┏━━

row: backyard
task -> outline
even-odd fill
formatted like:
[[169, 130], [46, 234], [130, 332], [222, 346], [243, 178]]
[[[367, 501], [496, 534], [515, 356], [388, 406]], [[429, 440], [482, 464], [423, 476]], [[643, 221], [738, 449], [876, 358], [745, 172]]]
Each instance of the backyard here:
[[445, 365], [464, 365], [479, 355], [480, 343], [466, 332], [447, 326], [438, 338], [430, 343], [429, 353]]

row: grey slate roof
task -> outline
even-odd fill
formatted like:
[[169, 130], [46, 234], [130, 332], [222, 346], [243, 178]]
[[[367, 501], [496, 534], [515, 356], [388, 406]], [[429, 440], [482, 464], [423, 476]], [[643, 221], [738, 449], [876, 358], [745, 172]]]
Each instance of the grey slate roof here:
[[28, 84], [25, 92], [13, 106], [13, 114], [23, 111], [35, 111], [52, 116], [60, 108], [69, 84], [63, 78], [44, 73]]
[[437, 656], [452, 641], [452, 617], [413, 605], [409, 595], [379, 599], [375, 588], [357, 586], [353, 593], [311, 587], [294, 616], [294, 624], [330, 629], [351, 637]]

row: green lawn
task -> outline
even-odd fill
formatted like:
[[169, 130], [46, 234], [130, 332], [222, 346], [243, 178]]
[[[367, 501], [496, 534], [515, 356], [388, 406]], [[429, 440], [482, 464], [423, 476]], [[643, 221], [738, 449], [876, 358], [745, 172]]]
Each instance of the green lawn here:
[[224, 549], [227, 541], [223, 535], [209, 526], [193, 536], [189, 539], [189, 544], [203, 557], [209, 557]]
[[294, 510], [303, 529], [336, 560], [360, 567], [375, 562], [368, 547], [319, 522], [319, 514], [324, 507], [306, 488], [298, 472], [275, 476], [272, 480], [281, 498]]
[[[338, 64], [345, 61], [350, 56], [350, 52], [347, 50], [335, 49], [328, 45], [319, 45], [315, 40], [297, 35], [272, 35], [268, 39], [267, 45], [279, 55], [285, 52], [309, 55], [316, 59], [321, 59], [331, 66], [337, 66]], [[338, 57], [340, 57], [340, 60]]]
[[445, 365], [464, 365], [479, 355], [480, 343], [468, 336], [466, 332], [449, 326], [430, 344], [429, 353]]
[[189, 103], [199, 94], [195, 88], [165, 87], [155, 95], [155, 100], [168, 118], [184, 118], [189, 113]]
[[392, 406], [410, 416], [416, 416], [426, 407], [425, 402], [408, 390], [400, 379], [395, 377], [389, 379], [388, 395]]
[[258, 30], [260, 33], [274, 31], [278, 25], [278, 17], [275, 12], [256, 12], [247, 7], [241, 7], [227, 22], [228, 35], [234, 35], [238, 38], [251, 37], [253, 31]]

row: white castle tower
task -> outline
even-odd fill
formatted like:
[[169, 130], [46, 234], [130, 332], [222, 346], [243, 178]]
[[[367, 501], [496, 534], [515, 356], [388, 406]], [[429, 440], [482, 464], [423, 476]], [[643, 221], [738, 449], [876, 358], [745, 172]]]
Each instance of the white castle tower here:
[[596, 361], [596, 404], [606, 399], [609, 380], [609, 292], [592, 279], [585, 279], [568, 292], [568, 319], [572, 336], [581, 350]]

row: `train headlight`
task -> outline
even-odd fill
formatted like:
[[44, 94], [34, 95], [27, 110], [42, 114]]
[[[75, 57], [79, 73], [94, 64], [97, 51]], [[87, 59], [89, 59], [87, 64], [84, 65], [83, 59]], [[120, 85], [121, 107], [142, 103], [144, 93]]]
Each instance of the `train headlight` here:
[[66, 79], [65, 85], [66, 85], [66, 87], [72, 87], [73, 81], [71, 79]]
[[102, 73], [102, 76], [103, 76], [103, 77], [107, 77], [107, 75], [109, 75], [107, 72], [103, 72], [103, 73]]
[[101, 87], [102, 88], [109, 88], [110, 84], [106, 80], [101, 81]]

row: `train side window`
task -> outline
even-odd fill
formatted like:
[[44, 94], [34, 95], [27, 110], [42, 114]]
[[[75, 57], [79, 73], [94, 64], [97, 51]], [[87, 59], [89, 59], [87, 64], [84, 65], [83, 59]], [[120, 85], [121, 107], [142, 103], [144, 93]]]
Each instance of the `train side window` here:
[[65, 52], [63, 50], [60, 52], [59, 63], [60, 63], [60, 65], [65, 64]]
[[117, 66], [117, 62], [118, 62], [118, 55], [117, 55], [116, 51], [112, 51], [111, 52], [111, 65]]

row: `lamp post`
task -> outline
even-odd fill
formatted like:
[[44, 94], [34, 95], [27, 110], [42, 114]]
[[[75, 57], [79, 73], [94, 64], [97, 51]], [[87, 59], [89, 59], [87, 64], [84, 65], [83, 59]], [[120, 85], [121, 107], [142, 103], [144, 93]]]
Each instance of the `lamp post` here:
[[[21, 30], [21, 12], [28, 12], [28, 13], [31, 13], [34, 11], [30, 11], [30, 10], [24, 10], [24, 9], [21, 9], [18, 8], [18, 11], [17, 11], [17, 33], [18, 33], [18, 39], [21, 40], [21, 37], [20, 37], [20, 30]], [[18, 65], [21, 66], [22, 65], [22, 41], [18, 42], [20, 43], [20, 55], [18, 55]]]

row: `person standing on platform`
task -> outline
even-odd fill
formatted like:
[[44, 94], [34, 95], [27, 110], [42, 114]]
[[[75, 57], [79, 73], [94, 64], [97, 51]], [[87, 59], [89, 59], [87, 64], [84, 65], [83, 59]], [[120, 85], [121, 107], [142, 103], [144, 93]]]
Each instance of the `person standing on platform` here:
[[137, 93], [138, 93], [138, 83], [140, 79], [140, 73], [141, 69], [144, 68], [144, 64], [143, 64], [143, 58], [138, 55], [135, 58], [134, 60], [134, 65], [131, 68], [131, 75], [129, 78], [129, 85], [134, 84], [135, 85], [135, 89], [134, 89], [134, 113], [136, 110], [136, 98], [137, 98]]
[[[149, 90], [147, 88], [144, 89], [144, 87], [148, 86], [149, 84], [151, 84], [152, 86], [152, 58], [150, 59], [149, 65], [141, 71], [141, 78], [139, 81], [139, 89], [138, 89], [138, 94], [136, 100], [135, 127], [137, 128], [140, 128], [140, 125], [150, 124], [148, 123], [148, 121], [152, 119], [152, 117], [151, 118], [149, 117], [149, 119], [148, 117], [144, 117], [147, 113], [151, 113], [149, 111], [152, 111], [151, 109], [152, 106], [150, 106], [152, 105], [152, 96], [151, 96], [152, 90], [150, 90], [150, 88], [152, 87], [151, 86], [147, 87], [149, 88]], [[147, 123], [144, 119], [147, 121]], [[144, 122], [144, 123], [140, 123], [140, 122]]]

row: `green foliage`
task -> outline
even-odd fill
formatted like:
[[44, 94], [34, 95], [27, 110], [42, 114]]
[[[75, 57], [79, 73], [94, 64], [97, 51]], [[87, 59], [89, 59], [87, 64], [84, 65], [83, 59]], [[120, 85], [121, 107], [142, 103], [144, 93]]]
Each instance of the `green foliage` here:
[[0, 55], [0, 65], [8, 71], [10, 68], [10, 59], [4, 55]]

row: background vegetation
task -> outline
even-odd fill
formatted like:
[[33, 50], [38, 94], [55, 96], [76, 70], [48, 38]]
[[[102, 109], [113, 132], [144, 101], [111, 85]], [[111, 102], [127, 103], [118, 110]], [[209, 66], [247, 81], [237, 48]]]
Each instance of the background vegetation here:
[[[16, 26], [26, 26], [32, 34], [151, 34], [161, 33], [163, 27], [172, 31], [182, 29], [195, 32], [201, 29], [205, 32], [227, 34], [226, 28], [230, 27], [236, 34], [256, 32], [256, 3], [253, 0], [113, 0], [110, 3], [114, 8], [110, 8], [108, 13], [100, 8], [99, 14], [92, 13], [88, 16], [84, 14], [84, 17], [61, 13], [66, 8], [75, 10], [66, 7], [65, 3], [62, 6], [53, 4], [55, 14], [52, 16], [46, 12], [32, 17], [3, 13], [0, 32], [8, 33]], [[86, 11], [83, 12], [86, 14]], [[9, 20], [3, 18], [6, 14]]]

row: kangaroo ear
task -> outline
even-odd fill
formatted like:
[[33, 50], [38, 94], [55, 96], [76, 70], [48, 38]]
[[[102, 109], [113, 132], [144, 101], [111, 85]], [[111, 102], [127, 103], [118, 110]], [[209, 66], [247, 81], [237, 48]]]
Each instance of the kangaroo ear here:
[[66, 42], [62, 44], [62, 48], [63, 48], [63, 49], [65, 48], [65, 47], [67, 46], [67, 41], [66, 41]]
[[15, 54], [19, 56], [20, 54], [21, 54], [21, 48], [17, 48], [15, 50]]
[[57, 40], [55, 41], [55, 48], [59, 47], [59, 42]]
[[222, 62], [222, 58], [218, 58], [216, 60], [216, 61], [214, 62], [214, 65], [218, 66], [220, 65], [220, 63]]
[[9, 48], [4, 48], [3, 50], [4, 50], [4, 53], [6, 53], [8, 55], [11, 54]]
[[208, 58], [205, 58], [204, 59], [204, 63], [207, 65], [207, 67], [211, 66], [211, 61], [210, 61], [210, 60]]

┗━━

#### What the task requires:
Rewrite the part of the records above that opens with the line containing "row: white castle tower" and closes with the line containing "80], [101, 81]]", requests included, shifting every outline coordinate in the answers by adding 128. Leave the requests and their format samples unchanged, and give only these lines.

#### Result for this task:
row: white castle tower
task -> outline
even-odd fill
formatted like:
[[169, 130], [46, 234], [130, 332], [222, 346], [243, 178]]
[[[367, 501], [496, 534], [515, 356], [388, 406]], [[429, 440], [482, 464], [423, 476]], [[643, 221], [738, 449], [876, 358], [745, 172]]]
Each instance of the white castle tower here:
[[724, 489], [724, 532], [734, 527], [737, 508], [737, 420], [720, 407], [713, 407], [696, 420], [696, 447], [700, 464], [709, 478]]

row: `train headlight`
task -> outline
even-odd fill
formatted like:
[[44, 94], [34, 95], [27, 110], [42, 114]]
[[[75, 57], [79, 73], [94, 64], [97, 51]], [[87, 59], [89, 59], [87, 64], [84, 65], [83, 59]], [[120, 85], [121, 107], [142, 103], [144, 93]]]
Each instance of the `train headlight` here:
[[194, 207], [193, 213], [194, 213], [194, 215], [200, 215], [201, 209], [199, 207]]
[[230, 201], [230, 204], [231, 204], [231, 205], [235, 205], [235, 203], [237, 203], [235, 200], [231, 200], [231, 201]]
[[229, 215], [230, 216], [237, 216], [238, 212], [234, 208], [229, 209]]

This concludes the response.